Start of Information shown

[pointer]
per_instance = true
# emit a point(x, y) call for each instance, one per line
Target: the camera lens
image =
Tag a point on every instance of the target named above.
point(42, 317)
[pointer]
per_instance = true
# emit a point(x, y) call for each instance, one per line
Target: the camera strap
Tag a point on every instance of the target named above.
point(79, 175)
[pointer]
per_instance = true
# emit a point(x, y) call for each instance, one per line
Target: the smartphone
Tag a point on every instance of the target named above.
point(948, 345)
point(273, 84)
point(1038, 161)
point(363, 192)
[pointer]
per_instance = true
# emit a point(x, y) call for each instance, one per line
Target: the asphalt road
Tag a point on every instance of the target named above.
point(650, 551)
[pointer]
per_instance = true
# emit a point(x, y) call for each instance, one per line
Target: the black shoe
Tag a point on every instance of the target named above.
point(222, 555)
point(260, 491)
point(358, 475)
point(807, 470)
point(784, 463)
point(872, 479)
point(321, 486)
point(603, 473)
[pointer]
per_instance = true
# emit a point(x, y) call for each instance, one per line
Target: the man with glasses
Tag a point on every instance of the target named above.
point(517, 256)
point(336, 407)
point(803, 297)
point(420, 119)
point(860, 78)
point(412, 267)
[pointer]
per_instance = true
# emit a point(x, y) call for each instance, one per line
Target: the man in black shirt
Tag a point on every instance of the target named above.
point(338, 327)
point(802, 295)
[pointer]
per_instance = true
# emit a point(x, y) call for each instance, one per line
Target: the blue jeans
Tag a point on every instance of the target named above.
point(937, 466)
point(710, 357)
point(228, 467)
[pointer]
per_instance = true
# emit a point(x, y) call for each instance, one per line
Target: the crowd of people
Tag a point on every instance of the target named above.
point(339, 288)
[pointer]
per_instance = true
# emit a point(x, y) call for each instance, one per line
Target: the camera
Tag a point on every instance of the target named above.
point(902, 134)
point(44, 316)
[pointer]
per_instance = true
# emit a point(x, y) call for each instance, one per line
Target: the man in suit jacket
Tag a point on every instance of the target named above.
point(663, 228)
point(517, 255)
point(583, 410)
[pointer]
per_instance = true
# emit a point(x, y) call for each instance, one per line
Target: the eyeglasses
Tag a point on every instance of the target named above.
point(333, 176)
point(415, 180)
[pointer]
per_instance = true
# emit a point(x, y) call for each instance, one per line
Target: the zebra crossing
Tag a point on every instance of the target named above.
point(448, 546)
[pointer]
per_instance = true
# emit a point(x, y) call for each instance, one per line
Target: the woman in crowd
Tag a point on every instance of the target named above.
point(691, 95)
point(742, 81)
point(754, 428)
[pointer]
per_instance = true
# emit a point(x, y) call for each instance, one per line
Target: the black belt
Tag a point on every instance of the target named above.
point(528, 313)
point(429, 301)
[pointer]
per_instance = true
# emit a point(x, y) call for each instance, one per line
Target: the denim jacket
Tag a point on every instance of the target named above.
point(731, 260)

End of Information shown

§ **Description of the task**
Count the lines of the records above that contain the string "crowd", treating uppercase and lowercase letters as different. Give only the number.

§ **Result of the task**
2